▶ **Exercise instructions**
Could you repeat all of the entries exactly, leaving out any pictures?

▶ **Material for the task**
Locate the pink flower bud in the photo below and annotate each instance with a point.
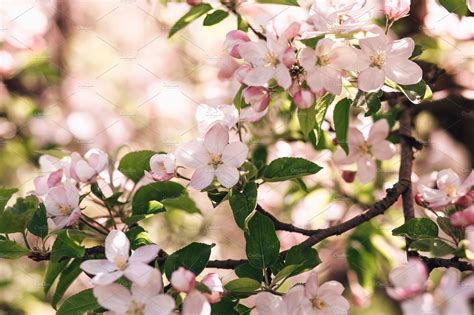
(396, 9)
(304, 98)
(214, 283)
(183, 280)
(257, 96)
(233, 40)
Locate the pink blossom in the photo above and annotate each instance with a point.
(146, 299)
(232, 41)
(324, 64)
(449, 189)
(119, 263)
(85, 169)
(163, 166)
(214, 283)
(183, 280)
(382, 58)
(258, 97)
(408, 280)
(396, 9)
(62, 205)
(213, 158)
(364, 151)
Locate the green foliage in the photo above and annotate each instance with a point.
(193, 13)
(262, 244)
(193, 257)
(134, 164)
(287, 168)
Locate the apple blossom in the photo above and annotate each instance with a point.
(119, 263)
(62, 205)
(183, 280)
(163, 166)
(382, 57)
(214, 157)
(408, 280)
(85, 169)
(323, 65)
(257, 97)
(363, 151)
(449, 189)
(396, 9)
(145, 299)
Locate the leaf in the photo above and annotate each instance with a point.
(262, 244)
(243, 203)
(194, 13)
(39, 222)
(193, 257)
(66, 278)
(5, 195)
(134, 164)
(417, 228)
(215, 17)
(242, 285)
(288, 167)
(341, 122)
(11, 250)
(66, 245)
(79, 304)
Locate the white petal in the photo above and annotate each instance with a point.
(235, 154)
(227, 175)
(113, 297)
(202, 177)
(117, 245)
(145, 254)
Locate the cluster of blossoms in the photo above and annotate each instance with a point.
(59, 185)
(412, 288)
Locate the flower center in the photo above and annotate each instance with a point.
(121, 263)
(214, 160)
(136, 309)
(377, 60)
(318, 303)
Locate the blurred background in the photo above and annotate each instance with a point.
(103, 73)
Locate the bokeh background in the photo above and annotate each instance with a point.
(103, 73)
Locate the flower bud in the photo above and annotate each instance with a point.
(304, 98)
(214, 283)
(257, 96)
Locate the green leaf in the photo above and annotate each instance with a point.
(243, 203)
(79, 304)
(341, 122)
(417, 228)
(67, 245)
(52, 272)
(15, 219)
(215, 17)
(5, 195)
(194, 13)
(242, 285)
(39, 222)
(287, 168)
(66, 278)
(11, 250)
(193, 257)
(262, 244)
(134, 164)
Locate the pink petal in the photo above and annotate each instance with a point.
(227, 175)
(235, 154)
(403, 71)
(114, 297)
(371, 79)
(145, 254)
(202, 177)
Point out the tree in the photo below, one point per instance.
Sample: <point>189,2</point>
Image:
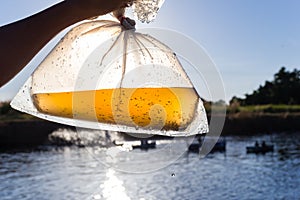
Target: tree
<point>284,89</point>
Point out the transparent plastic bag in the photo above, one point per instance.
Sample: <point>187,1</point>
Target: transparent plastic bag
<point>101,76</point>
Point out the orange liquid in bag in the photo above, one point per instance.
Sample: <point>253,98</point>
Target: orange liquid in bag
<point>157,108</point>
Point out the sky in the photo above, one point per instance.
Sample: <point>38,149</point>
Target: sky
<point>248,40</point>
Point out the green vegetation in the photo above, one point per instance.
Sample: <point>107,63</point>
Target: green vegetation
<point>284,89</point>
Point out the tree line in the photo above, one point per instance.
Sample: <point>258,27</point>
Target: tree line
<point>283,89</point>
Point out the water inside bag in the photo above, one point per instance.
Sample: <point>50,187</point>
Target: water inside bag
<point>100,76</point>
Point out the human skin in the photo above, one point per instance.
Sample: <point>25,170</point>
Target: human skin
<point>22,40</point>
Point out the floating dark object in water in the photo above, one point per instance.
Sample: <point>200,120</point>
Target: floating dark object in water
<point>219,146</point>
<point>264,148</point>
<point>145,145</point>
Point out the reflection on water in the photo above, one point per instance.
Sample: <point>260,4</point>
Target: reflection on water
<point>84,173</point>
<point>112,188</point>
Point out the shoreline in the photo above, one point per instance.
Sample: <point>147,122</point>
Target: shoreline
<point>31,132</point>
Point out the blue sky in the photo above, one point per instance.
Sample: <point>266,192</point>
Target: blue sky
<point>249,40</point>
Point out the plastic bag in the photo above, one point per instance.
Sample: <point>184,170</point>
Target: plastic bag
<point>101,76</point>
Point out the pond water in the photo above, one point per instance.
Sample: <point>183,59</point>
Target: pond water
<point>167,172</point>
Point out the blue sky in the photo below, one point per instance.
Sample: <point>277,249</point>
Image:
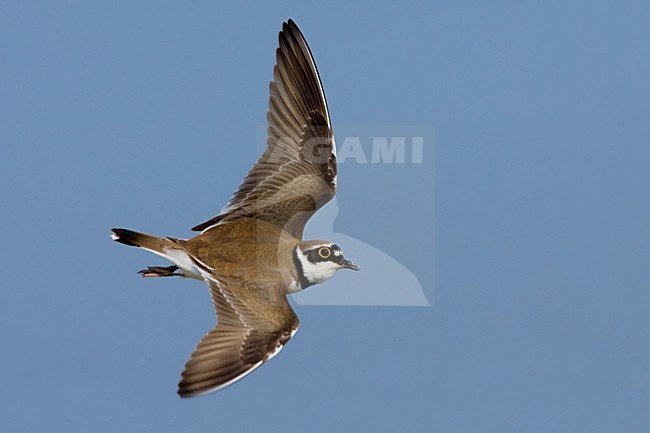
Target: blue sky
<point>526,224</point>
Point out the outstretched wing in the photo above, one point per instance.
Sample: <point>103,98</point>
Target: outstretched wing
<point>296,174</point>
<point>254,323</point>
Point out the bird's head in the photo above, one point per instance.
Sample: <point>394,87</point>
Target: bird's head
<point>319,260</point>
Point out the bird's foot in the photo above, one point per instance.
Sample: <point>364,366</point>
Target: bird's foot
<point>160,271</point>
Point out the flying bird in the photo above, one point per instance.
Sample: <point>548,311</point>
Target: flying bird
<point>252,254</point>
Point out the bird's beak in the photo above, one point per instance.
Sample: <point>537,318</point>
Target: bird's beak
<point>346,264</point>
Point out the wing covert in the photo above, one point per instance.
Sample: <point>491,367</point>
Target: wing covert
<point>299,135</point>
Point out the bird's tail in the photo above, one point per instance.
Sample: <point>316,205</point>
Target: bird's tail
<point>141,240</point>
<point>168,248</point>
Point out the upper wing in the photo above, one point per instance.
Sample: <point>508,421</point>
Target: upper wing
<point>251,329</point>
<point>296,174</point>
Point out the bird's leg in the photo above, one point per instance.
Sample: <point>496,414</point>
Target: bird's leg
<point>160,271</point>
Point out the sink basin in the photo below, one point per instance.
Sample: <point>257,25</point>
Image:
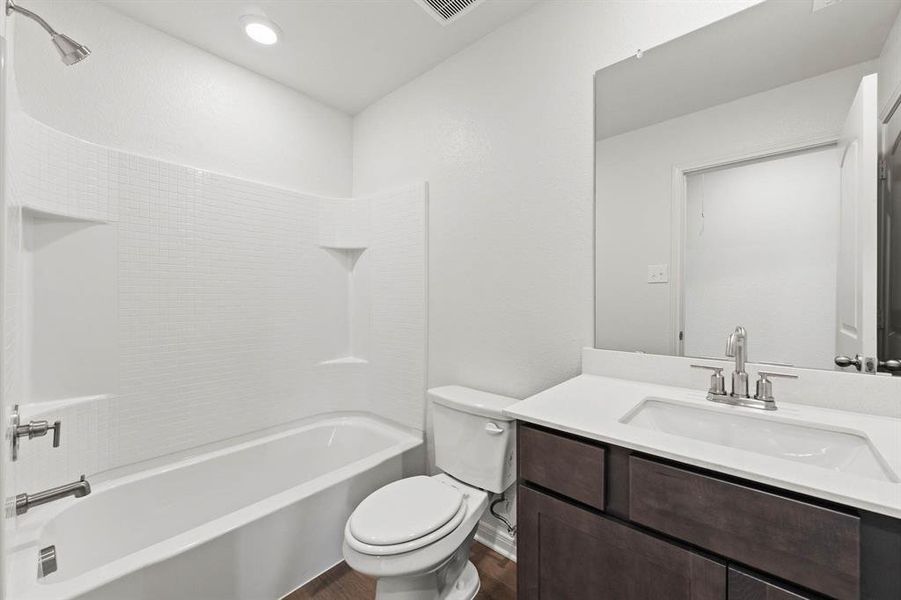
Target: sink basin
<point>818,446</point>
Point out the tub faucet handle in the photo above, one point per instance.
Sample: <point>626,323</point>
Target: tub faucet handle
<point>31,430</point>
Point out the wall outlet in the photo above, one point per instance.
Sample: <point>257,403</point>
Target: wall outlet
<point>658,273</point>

▶ **Task output**
Locate the pink flower bud in the photo below and annotate each instance with a point.
(396, 9)
(304, 98)
(214, 283)
(183, 280)
(257, 96)
(233, 40)
Locate the pink blossom in the photo above and annotate each instance with a point.
(146, 299)
(232, 41)
(324, 64)
(449, 189)
(119, 263)
(85, 169)
(163, 166)
(214, 283)
(183, 280)
(382, 58)
(258, 97)
(408, 280)
(396, 9)
(62, 205)
(213, 158)
(364, 151)
Locate the green foliage in the photo above and annotate each instance with a point.
(193, 13)
(262, 244)
(193, 257)
(134, 164)
(287, 168)
Locate the apple blossom in the photo above and annotate each instance with a point.
(119, 263)
(62, 205)
(183, 280)
(163, 166)
(382, 57)
(214, 157)
(408, 280)
(85, 169)
(323, 65)
(257, 97)
(363, 151)
(449, 189)
(396, 9)
(145, 299)
Locate the leaf in the photo above and annotate each instance with a point.
(262, 244)
(243, 203)
(194, 13)
(39, 222)
(193, 257)
(66, 278)
(5, 195)
(134, 164)
(417, 228)
(215, 17)
(242, 285)
(288, 167)
(341, 122)
(11, 250)
(66, 245)
(79, 304)
Locate the white petal in the photo above and annotate each instance with a point.
(235, 154)
(227, 175)
(113, 297)
(202, 177)
(117, 245)
(145, 254)
Locate the cluster of blossoms in the photo above and annotate each instance with a point.
(59, 185)
(412, 288)
Locate the flower center in the photo above and annotate each instance with a point.
(121, 263)
(214, 160)
(136, 309)
(377, 60)
(318, 303)
Locate the blurred background in the photo above and annotate each instance with a point.
(103, 73)
Locate the bokeh background in the photo above and annotate each instance with a point.
(103, 73)
Locate the flower bud in the photo above and annotate each instance with a point.
(304, 98)
(214, 283)
(257, 96)
Locate the green leaf in the photo above and annotate each instance with a point.
(243, 203)
(79, 304)
(341, 122)
(417, 228)
(67, 245)
(52, 272)
(15, 219)
(215, 17)
(5, 195)
(194, 13)
(242, 285)
(39, 222)
(287, 168)
(66, 278)
(11, 250)
(193, 257)
(262, 244)
(134, 164)
Locate the pink petal in the photo above and annotate each instance with a point.
(227, 175)
(235, 154)
(403, 71)
(114, 297)
(371, 79)
(145, 254)
(202, 177)
Point out the tree in the photo below, one point per instance.
Sample: <point>189,2</point>
Image:
Target: tree
<point>284,89</point>
Point out the transparent plastic bag in the photo above, one point per instance.
Sample: <point>187,1</point>
Target: transparent plastic bag
<point>101,76</point>
Point out the orange liquid in bag in the photo above, one point per instance.
Sample: <point>253,98</point>
Target: orange liquid in bag
<point>157,108</point>
Point out the sky in the photo above, one point per instance.
Sample: <point>38,149</point>
Target: sky
<point>248,40</point>
Point out the green vegetation in the photo above, one point per instance.
Sample: <point>107,63</point>
Target: green vegetation
<point>284,89</point>
Point out the tree line in the photo above, one point per instance.
Sample: <point>258,27</point>
Target: tree line
<point>283,89</point>
Point out the water inside bag in the photo above, one point per instance.
Sample: <point>50,187</point>
Target: water inside bag
<point>100,76</point>
Point out the human skin in the photo above, one point per instance.
Sample: <point>25,170</point>
Target: human skin
<point>22,40</point>
Point out the floating dark object in water in the photo above, one point per instance.
Sample: <point>200,120</point>
Target: floating dark object in water
<point>219,146</point>
<point>264,148</point>
<point>145,145</point>
Point out the reflection on water in the photo above, one point per instance.
Sample: <point>260,4</point>
Target: reflection on water
<point>84,173</point>
<point>112,188</point>
Point out the shoreline in the photo above, one point per instance.
Sample: <point>147,122</point>
Target: shoreline
<point>31,132</point>
Point out the blue sky in the photo above, one point per instance.
Sample: <point>266,192</point>
Target: blue sky
<point>249,40</point>
Point out the plastic bag in the photo above, one point per instance.
Sample: <point>184,170</point>
Target: plastic bag
<point>101,76</point>
Point out the pond water in the photo above, one point per instance.
Sample: <point>183,59</point>
Target: pond water
<point>167,172</point>
Point out the blue sky in the photo below, one point per instance.
Sample: <point>277,249</point>
Image:
Target: blue sky
<point>526,224</point>
Point out the outstretched wing in the photo above, one point per instance.
Sample: <point>103,98</point>
Target: outstretched wing
<point>296,174</point>
<point>254,323</point>
Point out the bird's head in the photo above, one point per instance.
Sample: <point>394,87</point>
Target: bird's head
<point>319,260</point>
Point out the bird's foot in the photo above, one point per instance.
Sample: <point>364,366</point>
Target: bird's foot
<point>160,271</point>
Point out the flying bird in the photo above, one point per instance.
Sample: <point>548,311</point>
Target: flying bird
<point>252,254</point>
Point out the bird's beak in the photo above, one point per instance.
Sample: <point>537,318</point>
Target: bird's beak
<point>346,264</point>
Point out the wing covert in the photo above, one point per instance.
Sample: <point>491,367</point>
Target: wing covert
<point>299,135</point>
Point out the bird's tail in the photo above, one point per instance.
Sample: <point>316,205</point>
Target: bird's tail
<point>141,240</point>
<point>168,248</point>
Point out the upper wing in the photo above, one point per instance.
Sample: <point>508,421</point>
Target: upper wing
<point>251,329</point>
<point>296,174</point>
Point out the bird's leg in the photo above, one point per instance.
Sample: <point>496,414</point>
Target: bird's leg
<point>160,271</point>
Point out the sink basin in the photo below, one point per instance.
Sample: <point>257,25</point>
Image:
Target: sink basin
<point>818,446</point>
Point out the tub faucet handle in the photo above, one point per instance.
Sample: <point>626,323</point>
Target: tub faucet handle
<point>31,430</point>
Point out the wall outlet in the photo above, one point per instance.
Sample: <point>257,403</point>
Target: wall outlet
<point>658,273</point>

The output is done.